> [Page extract]
______
As I was going to St. Ives,
I met a man with seven wives.
Every wife had seven sacks.
Every sack had seven cats.
Every cat had seven kits.
Kits, cats, sacks, wives
How many were going to St. Ives?

The answer to the question is one. While the man and his wives and their sacks, cats and kits were going from St. Ives, only the speaker — the I in the rhyme — was going to St. Ives.

If you doggedly multiplied 7 times 7 times 7 times 7 and added one for the man, you were the victim of a language trap. Language traps are brief posers that test your ability to read or listen carefully and to avoid being fooled by misleading information. If you think precisely as you consider the dozen classic language traps in this game, you can avoid being caught by the snapping shut of steel jaws and being dubbed an April fool.

Answers repose at the end of this column.

1. Can you anagram the letters in new door to make one word?

2. What word, when you add a syllable to it, becomes shorter?
______
> [Supplied material]

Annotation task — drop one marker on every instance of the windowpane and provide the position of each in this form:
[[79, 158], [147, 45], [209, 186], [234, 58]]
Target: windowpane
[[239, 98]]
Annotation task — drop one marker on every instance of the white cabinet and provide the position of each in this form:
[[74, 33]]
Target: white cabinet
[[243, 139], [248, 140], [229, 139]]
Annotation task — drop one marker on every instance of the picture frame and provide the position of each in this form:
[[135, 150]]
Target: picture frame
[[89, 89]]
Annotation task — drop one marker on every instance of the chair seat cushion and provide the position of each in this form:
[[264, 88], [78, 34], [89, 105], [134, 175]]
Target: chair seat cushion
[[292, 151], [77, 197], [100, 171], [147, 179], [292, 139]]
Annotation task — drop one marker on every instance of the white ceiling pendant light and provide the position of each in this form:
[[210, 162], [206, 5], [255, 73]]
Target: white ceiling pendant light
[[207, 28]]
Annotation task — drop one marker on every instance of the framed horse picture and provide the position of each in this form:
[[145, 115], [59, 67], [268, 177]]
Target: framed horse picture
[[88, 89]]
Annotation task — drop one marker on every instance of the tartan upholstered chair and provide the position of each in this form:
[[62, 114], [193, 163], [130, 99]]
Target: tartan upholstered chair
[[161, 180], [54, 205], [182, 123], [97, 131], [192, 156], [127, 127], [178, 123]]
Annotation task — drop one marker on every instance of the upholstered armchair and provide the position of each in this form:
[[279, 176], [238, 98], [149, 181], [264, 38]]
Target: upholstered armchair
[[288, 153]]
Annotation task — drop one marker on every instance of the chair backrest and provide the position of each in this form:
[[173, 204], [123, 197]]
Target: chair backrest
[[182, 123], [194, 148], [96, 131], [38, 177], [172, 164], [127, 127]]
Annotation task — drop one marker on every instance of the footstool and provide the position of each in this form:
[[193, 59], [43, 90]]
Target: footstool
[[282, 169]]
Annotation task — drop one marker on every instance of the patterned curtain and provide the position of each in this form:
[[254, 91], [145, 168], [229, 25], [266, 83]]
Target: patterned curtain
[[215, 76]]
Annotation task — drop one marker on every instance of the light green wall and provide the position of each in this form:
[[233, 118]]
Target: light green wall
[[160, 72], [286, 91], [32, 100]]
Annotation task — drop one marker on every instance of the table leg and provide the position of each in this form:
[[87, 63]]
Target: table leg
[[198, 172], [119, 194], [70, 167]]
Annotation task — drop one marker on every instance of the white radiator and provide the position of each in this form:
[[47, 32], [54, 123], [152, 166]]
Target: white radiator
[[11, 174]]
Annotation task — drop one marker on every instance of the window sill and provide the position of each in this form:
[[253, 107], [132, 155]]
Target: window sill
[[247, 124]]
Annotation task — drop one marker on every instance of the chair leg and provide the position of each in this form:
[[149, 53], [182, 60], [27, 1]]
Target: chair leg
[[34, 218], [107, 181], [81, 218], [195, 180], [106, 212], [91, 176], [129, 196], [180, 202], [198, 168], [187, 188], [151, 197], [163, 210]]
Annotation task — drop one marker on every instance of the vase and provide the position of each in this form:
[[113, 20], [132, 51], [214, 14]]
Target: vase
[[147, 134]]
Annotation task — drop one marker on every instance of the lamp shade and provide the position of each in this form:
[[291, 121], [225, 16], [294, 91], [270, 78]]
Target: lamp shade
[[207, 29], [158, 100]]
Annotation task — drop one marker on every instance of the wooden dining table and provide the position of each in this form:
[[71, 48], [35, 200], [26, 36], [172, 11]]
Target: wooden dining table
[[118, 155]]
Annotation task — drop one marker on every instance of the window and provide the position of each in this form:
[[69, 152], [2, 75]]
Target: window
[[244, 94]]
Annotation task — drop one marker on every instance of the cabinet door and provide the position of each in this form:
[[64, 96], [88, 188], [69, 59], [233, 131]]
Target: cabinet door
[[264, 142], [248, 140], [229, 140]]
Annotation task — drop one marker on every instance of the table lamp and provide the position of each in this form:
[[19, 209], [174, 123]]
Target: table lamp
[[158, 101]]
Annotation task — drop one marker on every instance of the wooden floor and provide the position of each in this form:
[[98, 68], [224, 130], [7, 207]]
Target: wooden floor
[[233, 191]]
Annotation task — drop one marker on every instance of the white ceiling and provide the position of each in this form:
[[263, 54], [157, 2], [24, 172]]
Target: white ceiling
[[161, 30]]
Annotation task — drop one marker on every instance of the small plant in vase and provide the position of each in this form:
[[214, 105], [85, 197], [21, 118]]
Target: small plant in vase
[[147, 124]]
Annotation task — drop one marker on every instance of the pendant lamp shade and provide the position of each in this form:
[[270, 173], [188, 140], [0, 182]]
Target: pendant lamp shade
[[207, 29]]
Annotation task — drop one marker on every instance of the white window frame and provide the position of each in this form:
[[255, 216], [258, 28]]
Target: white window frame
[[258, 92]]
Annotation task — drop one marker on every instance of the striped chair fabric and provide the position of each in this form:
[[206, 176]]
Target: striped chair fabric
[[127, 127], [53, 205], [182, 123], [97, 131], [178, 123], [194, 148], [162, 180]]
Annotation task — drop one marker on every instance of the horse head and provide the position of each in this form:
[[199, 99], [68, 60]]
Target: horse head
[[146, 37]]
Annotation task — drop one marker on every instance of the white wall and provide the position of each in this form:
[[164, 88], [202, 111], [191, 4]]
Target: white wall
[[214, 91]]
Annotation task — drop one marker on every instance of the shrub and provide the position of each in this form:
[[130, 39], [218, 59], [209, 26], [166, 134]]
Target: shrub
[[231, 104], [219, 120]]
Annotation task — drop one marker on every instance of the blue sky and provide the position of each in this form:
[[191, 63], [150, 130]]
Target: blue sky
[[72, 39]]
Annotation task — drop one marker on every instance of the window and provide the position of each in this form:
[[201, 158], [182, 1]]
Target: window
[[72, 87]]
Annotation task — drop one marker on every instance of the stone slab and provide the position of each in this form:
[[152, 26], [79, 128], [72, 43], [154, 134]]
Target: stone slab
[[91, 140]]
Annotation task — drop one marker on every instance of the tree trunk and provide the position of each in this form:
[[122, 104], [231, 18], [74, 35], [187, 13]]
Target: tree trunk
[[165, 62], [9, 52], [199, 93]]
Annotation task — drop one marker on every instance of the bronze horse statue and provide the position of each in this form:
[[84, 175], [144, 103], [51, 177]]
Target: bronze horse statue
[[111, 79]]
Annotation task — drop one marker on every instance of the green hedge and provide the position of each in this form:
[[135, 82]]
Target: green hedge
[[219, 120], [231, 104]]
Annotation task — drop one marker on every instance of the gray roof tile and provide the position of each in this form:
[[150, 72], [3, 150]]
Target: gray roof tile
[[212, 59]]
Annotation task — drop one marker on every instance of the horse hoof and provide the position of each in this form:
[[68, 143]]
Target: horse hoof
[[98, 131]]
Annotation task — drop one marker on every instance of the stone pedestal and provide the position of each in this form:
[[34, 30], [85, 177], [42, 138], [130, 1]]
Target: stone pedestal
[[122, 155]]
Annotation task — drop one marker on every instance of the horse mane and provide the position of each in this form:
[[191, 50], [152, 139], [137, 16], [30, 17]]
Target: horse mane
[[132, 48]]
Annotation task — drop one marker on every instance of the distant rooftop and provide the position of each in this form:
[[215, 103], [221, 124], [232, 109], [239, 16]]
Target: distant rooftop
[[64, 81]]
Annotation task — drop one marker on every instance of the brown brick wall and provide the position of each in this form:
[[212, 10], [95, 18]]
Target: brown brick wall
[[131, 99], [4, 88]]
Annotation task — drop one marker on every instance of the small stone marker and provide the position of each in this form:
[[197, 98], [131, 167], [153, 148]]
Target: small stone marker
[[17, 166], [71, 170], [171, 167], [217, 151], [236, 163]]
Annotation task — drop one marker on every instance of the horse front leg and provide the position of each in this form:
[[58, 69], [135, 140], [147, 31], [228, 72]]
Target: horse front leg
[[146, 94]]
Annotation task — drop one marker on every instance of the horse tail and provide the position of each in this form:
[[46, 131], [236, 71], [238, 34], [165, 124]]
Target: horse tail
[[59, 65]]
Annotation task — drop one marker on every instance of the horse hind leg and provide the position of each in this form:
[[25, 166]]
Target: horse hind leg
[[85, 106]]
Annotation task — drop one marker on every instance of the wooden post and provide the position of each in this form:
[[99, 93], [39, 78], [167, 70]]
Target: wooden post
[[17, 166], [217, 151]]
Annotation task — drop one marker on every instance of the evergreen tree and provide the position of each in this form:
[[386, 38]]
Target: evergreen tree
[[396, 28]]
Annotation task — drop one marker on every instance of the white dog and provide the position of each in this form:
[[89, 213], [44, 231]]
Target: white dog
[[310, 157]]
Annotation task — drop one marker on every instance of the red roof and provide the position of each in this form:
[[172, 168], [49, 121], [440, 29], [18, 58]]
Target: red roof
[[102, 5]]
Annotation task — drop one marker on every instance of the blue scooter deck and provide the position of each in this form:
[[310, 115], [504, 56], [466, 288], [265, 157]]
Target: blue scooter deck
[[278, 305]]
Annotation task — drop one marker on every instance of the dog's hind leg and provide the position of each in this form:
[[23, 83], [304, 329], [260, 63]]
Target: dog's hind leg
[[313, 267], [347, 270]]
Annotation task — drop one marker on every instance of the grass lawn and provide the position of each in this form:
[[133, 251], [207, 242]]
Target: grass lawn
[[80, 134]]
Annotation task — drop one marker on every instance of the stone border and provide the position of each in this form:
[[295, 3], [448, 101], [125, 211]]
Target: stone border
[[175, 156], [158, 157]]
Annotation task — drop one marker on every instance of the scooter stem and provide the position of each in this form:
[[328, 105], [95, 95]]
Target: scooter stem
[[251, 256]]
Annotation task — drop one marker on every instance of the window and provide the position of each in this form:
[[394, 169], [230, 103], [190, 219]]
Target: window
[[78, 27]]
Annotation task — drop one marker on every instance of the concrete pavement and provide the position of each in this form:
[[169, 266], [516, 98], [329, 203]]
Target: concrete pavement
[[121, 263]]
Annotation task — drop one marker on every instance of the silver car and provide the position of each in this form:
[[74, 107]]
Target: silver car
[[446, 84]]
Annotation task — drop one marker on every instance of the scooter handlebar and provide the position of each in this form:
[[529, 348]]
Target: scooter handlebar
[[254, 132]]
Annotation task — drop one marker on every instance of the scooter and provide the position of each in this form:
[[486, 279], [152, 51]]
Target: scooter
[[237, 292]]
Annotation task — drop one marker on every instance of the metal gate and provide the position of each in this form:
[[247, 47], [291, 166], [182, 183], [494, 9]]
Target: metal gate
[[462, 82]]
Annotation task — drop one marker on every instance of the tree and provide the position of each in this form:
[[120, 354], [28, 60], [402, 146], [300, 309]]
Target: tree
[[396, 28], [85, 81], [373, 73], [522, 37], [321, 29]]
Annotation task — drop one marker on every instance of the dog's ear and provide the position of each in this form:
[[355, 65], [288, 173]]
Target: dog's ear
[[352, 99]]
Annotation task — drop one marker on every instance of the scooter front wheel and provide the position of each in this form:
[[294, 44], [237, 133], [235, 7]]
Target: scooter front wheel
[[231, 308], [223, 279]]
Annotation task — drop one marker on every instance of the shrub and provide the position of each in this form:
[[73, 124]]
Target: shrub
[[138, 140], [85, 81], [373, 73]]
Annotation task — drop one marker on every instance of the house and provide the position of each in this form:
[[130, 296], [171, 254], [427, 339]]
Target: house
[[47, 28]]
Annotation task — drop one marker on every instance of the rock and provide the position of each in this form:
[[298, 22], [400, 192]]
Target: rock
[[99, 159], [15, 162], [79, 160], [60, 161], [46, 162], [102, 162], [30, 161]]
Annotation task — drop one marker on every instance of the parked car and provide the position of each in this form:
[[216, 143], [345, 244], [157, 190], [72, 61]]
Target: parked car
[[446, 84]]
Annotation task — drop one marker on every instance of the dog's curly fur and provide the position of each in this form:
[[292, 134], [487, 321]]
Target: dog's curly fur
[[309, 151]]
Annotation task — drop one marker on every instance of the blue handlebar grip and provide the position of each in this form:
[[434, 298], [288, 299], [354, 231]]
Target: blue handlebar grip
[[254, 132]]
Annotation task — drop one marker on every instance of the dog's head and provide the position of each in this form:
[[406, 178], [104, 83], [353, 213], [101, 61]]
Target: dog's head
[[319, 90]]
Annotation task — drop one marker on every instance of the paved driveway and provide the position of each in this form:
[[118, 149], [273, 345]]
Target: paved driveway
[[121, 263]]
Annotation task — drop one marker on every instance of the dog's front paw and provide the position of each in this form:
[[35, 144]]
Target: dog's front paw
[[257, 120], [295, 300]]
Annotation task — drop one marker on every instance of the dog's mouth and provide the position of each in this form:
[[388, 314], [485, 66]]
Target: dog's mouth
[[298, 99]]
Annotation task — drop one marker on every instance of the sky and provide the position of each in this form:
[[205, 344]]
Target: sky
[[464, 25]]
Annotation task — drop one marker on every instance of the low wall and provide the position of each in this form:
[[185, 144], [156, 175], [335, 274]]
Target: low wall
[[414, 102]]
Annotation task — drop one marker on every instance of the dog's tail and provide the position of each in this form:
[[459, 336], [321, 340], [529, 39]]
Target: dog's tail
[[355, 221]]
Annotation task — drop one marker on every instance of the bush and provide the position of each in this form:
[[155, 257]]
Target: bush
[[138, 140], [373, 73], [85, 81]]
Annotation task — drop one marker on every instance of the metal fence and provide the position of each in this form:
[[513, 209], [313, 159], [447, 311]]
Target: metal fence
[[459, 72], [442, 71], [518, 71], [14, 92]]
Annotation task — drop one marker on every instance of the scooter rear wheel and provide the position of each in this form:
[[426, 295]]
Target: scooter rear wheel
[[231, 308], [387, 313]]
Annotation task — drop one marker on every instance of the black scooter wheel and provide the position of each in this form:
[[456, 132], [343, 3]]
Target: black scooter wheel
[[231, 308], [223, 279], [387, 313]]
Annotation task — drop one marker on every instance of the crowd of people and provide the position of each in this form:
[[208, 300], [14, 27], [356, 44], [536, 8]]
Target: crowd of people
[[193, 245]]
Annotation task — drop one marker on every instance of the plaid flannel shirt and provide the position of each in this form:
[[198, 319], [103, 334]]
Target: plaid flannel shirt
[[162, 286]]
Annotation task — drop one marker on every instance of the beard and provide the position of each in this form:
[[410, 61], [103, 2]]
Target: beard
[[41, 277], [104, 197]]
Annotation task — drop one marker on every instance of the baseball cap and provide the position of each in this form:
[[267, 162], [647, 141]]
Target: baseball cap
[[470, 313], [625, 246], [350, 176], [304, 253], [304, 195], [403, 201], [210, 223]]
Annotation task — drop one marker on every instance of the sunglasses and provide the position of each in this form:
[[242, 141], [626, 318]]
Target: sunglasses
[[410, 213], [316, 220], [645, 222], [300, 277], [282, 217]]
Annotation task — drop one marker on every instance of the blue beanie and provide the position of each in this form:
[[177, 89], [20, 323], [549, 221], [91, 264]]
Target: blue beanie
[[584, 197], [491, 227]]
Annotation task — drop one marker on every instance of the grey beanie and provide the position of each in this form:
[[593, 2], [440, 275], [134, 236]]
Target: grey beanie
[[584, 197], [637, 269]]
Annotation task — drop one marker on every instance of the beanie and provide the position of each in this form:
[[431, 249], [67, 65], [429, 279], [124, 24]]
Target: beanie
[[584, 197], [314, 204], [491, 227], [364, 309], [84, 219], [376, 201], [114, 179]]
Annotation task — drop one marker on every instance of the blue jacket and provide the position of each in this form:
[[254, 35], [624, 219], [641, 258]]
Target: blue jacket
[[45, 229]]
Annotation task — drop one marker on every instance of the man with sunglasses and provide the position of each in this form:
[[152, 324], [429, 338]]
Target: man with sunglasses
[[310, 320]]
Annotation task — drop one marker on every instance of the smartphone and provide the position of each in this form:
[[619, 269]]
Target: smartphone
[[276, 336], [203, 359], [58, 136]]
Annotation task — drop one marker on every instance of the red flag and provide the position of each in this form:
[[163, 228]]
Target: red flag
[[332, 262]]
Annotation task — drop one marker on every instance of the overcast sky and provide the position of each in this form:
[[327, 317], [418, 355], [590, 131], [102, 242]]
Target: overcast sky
______
> [Exercise prompt]
Copy the passage from "Kits, cats, sacks, wives" to "to St. Ives." from the language-traps text word for word.

> [Answer for this exercise]
Kits, cats, sacks, wives
How many were going to St. Ives?

The answer to the question is one. While the man and his wives and their sacks, cats and kits were going from St. Ives, only the speaker — the I in the rhyme — was going to St. Ives.